Excerpt provided ->

Sunday, June 05, 2005

Consumer Culture Wars

Are we in the throes of rampant consumerism? Seems an odd thing for an interior designer to ponder. One would think that would be good for business. But is what's good for business always the right thing? Yes, if you want to stay in business. No, if that's all one is concerned about.

In the June 2nd BOSTON GLOBE, they ran a pair of articles on the boom of consumer magazines - Lucky and Dominoe to name two - which showcase products and how to get them. This isn't your Dad's "Consumer Reports" - which is about how to select the best dishwasher or microwave. These are about what's new and trendy - not about what's best or needed. The companion article is about the growth market in the storage facility industry - to house all the stuff we've bought but have no room for. Yikes...

It's about quantity, not quality, obviously.

Are we using shopping as a drug? Probably. And, given the market glut of off-price stores such as Target, Homegoods and Marshalls - we're not necessarily always looking to spend top-dollar. It's part of the thrill of the hunt - something pretty for a good price. Hence the DSW Shoes commercial which compares women shopping for off-price shoes to animals in the wilderness seeking their prey. I'm always slightly offeneded by the commercial - but probably because the truth stings.

Exercise instructions -> Reproduce the blog post above on consumer culture word for word, from its date through its final sentence.

Information shown ->
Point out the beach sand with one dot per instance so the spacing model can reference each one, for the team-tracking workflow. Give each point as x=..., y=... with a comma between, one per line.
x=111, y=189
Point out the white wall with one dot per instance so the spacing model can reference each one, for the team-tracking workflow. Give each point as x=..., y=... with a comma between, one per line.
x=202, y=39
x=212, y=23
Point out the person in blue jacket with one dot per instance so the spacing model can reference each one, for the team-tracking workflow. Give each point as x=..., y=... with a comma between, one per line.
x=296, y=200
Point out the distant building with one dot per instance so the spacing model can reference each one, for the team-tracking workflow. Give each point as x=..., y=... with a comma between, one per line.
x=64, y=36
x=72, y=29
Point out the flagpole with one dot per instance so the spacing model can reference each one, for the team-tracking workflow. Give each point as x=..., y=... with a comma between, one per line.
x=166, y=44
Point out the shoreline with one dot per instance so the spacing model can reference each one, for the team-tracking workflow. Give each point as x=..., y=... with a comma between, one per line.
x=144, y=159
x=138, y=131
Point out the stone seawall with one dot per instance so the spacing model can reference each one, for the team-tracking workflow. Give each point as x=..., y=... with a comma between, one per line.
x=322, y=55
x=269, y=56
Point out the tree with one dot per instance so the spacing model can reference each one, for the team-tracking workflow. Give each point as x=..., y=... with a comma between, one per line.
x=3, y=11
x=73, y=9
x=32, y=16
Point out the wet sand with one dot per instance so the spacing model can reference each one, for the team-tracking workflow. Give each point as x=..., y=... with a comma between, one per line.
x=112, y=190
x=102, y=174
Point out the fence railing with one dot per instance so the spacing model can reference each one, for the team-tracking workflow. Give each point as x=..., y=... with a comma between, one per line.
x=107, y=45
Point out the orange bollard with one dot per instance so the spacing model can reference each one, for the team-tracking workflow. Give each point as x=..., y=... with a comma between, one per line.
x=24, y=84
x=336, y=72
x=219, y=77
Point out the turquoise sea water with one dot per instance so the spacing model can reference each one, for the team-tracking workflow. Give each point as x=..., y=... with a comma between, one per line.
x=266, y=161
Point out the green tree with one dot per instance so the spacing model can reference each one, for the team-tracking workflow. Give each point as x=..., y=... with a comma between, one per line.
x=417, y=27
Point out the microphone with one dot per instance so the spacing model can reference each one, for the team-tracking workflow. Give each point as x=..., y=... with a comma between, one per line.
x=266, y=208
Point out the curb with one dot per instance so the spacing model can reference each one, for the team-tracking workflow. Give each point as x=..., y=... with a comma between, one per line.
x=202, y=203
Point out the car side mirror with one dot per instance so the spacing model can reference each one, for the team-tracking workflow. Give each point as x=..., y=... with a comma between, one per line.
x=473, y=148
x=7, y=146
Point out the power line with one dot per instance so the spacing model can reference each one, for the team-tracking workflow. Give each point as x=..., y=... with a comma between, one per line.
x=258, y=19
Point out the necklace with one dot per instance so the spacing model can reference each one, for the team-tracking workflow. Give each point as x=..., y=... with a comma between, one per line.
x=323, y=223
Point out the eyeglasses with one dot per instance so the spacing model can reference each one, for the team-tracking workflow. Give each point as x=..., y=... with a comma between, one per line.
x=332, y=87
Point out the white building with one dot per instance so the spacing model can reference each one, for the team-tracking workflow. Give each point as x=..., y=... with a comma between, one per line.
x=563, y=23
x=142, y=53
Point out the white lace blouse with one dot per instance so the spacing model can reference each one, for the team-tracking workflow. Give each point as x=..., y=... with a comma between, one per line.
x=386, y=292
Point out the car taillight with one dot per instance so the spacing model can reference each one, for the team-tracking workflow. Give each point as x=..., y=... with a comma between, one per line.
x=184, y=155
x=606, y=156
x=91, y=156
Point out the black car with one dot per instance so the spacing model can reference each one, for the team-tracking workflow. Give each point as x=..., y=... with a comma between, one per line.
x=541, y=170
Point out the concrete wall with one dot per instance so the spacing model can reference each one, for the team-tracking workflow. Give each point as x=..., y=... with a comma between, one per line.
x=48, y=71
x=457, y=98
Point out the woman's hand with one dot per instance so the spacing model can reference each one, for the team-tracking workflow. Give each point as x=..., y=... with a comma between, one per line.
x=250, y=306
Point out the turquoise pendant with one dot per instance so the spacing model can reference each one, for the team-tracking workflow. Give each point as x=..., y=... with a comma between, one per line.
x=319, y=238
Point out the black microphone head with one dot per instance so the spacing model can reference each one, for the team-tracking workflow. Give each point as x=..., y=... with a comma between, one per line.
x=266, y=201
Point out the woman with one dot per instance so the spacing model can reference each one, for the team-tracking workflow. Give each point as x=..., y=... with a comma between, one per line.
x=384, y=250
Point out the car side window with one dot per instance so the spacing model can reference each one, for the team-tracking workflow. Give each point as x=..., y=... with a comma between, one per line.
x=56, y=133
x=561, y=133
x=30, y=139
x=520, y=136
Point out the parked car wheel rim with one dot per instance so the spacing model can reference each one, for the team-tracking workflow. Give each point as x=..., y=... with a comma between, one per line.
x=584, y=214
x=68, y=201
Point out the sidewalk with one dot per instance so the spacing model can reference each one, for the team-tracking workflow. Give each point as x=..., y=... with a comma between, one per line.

Output below ->
Sunday, June 05, 2005

Consumer Culture Wars

Are we in the throes of rampant consumerism? Seems an odd thing for an interior designer to ponder. One would think that would be good for business. But is what's good for business always the right thing? Yes, if you want to stay in business. No, if that's all one is concerned about.

In the June 2nd BOSTON GLOBE, they ran a pair of articles on the boom of consumer magazines - Lucky and Dominoe to name two - which showcase products and how to get them. This isn't your Dad's "Consumer Reports" - which is about how to select the best dishwasher or microwave. These are about what's new and trendy - not about what's best or needed. The companion article is about the growth market in the storage facility industry - to house all the stuff we've bought but have no room for. Yikes...

It's about quantity, not quality, obviously.

Are we using shopping as a drug? Probably. And, given the market glut of off-price stores such as Target, Homegoods and Marshalls - we're not necessarily always looking to spend top-dollar. It's part of the thrill of the hunt - something pretty for a good price. Hence the DSW Shoes commercial which compares women shopping for off-price shoes to animals in the wilderness seeking their prey. I'm always slightly offeneded by the commercial - but probably because the truth stings.